#### The data ####

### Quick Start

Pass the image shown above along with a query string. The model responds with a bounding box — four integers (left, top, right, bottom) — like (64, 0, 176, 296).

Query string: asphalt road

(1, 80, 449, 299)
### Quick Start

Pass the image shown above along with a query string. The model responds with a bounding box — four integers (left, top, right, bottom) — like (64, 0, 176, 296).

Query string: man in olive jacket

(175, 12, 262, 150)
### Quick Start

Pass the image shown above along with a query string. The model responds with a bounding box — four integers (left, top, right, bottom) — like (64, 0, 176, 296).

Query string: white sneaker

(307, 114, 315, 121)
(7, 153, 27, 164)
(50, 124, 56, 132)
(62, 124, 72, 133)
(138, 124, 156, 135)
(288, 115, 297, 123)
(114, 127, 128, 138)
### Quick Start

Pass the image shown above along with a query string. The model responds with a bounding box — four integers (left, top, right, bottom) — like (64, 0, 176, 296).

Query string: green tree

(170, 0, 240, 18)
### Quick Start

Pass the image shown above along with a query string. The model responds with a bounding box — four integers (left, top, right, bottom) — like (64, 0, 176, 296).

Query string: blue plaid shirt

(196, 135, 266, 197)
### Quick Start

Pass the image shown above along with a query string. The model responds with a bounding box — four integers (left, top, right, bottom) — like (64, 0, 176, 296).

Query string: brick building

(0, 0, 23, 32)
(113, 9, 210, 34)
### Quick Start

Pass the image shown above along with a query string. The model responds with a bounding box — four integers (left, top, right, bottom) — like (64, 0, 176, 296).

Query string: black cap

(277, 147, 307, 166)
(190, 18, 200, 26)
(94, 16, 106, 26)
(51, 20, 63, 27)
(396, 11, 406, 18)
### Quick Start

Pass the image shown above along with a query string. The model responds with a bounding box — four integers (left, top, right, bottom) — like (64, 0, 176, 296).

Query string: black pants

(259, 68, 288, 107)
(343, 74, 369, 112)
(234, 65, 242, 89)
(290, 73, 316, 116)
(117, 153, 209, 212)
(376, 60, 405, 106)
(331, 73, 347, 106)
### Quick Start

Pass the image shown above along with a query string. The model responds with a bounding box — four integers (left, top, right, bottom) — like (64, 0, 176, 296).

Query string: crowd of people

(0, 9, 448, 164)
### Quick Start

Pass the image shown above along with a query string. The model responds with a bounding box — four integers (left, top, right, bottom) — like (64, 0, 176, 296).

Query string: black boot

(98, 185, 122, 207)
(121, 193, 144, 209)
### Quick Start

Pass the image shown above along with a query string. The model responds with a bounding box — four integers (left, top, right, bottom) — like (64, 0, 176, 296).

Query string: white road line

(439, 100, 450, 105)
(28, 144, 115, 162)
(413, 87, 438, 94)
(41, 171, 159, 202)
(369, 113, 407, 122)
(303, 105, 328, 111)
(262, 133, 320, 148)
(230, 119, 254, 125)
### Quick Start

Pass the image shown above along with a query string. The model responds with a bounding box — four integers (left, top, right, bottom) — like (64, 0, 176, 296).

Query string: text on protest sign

####

Every entry is to be transcribed exactly as it stands.

### Quick Start

Pass the image shown above along with a query string. The model responds with a bounding box — four integers (left, top, right, bottom) — like (64, 0, 176, 296).

Query string: asphalt road

(1, 80, 449, 299)
### Quick Start

Pass the image shown above along with a query string. The model responds with a bounding box — four integers (left, top, right, bottom) — like (64, 0, 176, 296).

Query string: man in olive jacket

(175, 12, 262, 150)
### Quick Start

Pass the image shown above along with a query string. The model responds with a bounding box — four integers (left, top, right, bottom) — like (64, 0, 176, 296).

Query string: white sneaker

(307, 114, 315, 121)
(7, 153, 27, 164)
(50, 124, 56, 132)
(62, 124, 72, 133)
(138, 124, 156, 135)
(288, 115, 297, 123)
(114, 127, 128, 138)
### Quick Start

Pass the image shown above along with a query string. The model responds with a bounding box — four integers (left, top, right, bottom) — like (64, 0, 176, 296).

Query string: green tree

(170, 0, 240, 18)
### Quick Start

Pass the image shown above along with a query string. The model responds with a bounding box — four integers (left, top, right, bottom) — like (64, 0, 176, 296).

Query string: blue plaid shirt

(196, 135, 266, 197)
### Quick Start

Pass the image shown above along with a query string. The model responds with a bounding box — four integers (left, top, right, bottom) — like (64, 0, 176, 296).

Query string: brick building

(0, 0, 23, 32)
(113, 9, 210, 34)
### Quick Start

Pass the image shown above along with a query string. The model responds with a bounding box — four integers (left, top, right, bottom) — like (64, 0, 176, 296).

Query string: black cap

(277, 147, 307, 166)
(190, 18, 200, 26)
(94, 16, 106, 26)
(51, 20, 63, 27)
(396, 11, 406, 18)
### Quick Start

Pass the image shown above along with a query string. The model responds with a bounding box — four integers (left, top, right, bottom) — like (64, 0, 176, 296).

Query string: black pants

(259, 68, 288, 107)
(343, 74, 369, 112)
(234, 65, 242, 89)
(290, 73, 316, 116)
(117, 153, 209, 212)
(376, 60, 405, 106)
(331, 73, 347, 106)
### Quick Start

Pass the image shown above along with a query string. The model responds with a bounding box — four integers (left, top, right, bottom) — like (64, 0, 176, 296).

Query string: crowd of people

(0, 9, 448, 164)
### Quick Start

Pass the image shown above along with a query string. The model responds with a bounding box — four integers (left, top, right, bottom) — like (64, 0, 176, 296).

Query string: black boot

(98, 185, 122, 207)
(121, 193, 144, 209)
### Quick Start

Pass the image shown above along with a query string. The model responds with a bounding box — four integers (left, top, right, bottom) — like (64, 0, 176, 296).

Query string: white road line

(439, 100, 450, 105)
(28, 144, 115, 162)
(413, 87, 438, 94)
(41, 171, 159, 202)
(369, 113, 407, 122)
(303, 105, 328, 111)
(262, 133, 320, 148)
(230, 119, 254, 125)
### Quick Start

Pass the image shown above along with a query string. The model responds with a bounding box — four integers (left, top, right, bottom) — like (64, 0, 176, 296).

Query string: text on protest sign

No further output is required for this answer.